◆ **WHAT TO DO**
Rewrite the lines below as a Markdown table with two columns, Row and Line. Number each row and leave out any blank lines.

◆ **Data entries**

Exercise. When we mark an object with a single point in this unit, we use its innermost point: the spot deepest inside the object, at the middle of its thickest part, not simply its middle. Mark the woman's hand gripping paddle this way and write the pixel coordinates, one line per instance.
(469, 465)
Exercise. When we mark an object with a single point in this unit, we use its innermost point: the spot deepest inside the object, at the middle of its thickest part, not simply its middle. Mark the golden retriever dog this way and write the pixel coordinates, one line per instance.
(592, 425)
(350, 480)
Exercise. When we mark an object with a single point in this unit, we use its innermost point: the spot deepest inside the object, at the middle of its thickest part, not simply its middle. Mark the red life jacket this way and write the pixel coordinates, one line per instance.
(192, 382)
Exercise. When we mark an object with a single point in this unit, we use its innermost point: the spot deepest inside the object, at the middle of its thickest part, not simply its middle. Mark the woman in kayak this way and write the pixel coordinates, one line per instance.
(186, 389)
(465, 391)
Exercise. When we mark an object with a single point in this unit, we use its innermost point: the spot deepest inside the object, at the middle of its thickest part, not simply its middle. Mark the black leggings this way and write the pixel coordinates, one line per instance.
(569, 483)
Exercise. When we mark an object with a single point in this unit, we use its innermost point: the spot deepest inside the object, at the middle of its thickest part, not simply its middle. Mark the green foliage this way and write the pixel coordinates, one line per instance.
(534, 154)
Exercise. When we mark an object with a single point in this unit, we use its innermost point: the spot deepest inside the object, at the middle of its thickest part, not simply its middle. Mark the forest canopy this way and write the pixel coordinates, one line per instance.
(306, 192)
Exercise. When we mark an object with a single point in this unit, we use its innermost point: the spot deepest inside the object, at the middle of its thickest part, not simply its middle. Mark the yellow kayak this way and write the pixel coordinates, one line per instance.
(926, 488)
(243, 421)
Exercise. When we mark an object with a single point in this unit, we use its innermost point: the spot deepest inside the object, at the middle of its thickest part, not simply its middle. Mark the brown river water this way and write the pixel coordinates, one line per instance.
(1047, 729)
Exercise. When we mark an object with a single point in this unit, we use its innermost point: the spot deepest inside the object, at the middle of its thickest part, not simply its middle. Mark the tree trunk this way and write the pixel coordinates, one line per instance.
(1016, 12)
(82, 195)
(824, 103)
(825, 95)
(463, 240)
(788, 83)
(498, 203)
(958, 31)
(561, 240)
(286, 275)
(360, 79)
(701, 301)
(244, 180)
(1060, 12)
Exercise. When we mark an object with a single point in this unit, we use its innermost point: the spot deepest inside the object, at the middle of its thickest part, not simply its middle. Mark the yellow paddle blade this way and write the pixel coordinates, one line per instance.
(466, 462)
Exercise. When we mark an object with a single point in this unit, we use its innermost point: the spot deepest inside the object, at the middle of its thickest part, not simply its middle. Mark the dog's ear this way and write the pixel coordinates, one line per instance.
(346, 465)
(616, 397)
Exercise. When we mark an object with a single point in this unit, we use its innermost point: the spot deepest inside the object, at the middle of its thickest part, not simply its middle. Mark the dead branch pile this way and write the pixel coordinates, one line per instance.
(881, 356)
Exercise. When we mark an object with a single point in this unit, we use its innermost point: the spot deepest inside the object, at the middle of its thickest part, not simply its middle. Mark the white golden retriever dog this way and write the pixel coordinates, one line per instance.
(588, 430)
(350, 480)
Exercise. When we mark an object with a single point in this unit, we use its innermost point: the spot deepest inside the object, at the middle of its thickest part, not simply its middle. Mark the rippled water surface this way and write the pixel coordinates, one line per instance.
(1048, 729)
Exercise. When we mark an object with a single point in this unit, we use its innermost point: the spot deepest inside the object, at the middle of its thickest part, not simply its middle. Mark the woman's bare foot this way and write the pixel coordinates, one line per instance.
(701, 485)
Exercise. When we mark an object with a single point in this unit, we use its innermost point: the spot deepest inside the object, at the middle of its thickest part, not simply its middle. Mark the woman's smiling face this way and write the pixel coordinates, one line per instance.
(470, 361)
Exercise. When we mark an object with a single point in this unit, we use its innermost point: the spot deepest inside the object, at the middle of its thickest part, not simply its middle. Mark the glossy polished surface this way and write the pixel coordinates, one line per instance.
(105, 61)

◆ **IN RESPONSE**
| Row | Line |
|---|---|
| 1 | Exercise. When we mark an object with a single point in this unit, we use its innermost point: the spot deepest inside the object, at the middle of its thickest part, not simply its middle. Mark the woman's hand gripping paddle this way and write the pixel coordinates, one line per instance. |
| 2 | (469, 465) |
| 3 | Exercise. When we mark an object with a single point in this unit, we use its innermost point: the spot deepest inside the object, at the middle of its thickest part, not simply its middle. Mark the golden retriever dog this way and write the pixel coordinates, one line per instance. |
| 4 | (592, 425) |
| 5 | (350, 480) |
| 6 | Exercise. When we mark an object with a single point in this unit, we use its innermost point: the spot deepest inside the object, at the middle of its thickest part, not simply its middle. Mark the red life jacket this way and write the pixel coordinates, one line per instance. |
| 7 | (192, 382) |
| 8 | Exercise. When we mark an object with a single point in this unit, we use its innermost point: the spot deepest inside the object, at the middle of its thickest part, not simply its middle. Mark the woman in kayak this way and write the pixel coordinates, one line per instance. |
| 9 | (186, 389) |
| 10 | (465, 391) |
| 11 | Exercise. When we mark an object with a single point in this unit, we use its innermost point: the spot deepest inside the object, at the middle of its thickest part, not simply its middle. Mark the black leggings this way and write the pixel coordinates, one line per instance. |
| 12 | (569, 483) |
| 13 | Exercise. When we mark an object with a single point in this unit, we use its innermost point: the spot deepest inside the object, at the middle of its thickest part, not simply its middle. Mark the green foliage this way and write the pixel coordinates, one line per instance. |
| 14 | (534, 154) |
| 15 | Exercise. When we mark an object with a single point in this unit, we use its innermost point: the spot deepest inside the object, at the middle of its thickest part, not simply its middle. Mark the forest canopy this way and write the pixel coordinates, one line per instance. |
| 16 | (306, 192) |
| 17 | Exercise. When we mark an object with a single point in this unit, we use its innermost point: the spot deepest inside the object, at the middle of its thickest part, not simply its middle. Mark the yellow kayak this way and write the pixel coordinates, one line per instance. |
| 18 | (926, 488) |
| 19 | (243, 421) |
| 20 | Exercise. When we mark an object with a single point in this unit, we use its innermost point: the spot deepest inside the object, at the middle of its thickest part, not simply its middle. Mark the brown river water this way and write the pixel coordinates, one line per instance. |
| 21 | (1047, 729) |
| 22 | Exercise. When we mark an object with a single point in this unit, we use its innermost point: the spot deepest inside the object, at the middle of its thickest part, not simply its middle. Mark the tree trunk this way and write the pixel coordinates, one line per instance. |
| 23 | (1016, 12) |
| 24 | (82, 195) |
| 25 | (824, 103) |
| 26 | (825, 95) |
| 27 | (463, 240) |
| 28 | (788, 83) |
| 29 | (498, 203) |
| 30 | (958, 31) |
| 31 | (561, 240) |
| 32 | (286, 275) |
| 33 | (360, 79) |
| 34 | (701, 301) |
| 35 | (244, 180) |
| 36 | (1060, 12) |
| 37 | Exercise. When we mark an object with a single point in this unit, we use its innermost point: the spot deepest inside the object, at the middle of its thickest part, not simply its middle. Mark the yellow paddle blade this way and write the pixel coordinates, one line per instance. |
| 38 | (466, 462) |
| 39 | Exercise. When we mark an object with a single point in this unit, we use its innermost point: the spot deepest inside the object, at the middle of its thickest part, not simply its middle. Mark the dog's ear this way and write the pixel coordinates, one line per instance. |
| 40 | (346, 465) |
| 41 | (616, 397) |
| 42 | Exercise. When we mark an object with a single point in this unit, we use its innermost point: the spot deepest inside the object, at the middle of its thickest part, not simply its middle. Mark the dead branch pile this way and write the pixel coordinates, one line per instance. |
| 43 | (881, 356) |
| 44 | Exercise. When we mark an object with a single point in this unit, we use its innermost point: the spot deepest inside the object, at the middle of its thickest part, not simply its middle. Mark the white golden retriever dog this way and write the pixel coordinates, one line per instance. |
| 45 | (588, 430) |
| 46 | (350, 480) |
| 47 | Exercise. When we mark an object with a single point in this unit, we use its innermost point: the spot deepest inside the object, at the middle of its thickest part, not simply its middle. Mark the rippled water surface this way and write the pixel coordinates, one line per instance. |
| 48 | (1048, 729) |
| 49 | Exercise. When we mark an object with a single point in this unit, we use its innermost point: the spot deepest inside the object, at the middle of its thickest part, not simply its middle. Mark the woman's bare foot this way and write the pixel coordinates, one line per instance. |
| 50 | (701, 485) |
| 51 | Exercise. When we mark an object with a single point in this unit, we use its innermost point: the spot deepest inside the object, at the middle of its thickest part, not simply its middle. Mark the woman's smiling face this way and write the pixel coordinates, one line per instance. |
| 52 | (470, 361) |
| 53 | Exercise. When we mark an object with a single point in this unit, we use its innermost point: the spot deepest inside the object, at the middle of its thickest part, not simply its middle. Mark the glossy polished surface this way and write the pixel coordinates, one line per instance. |
| 54 | (105, 61) |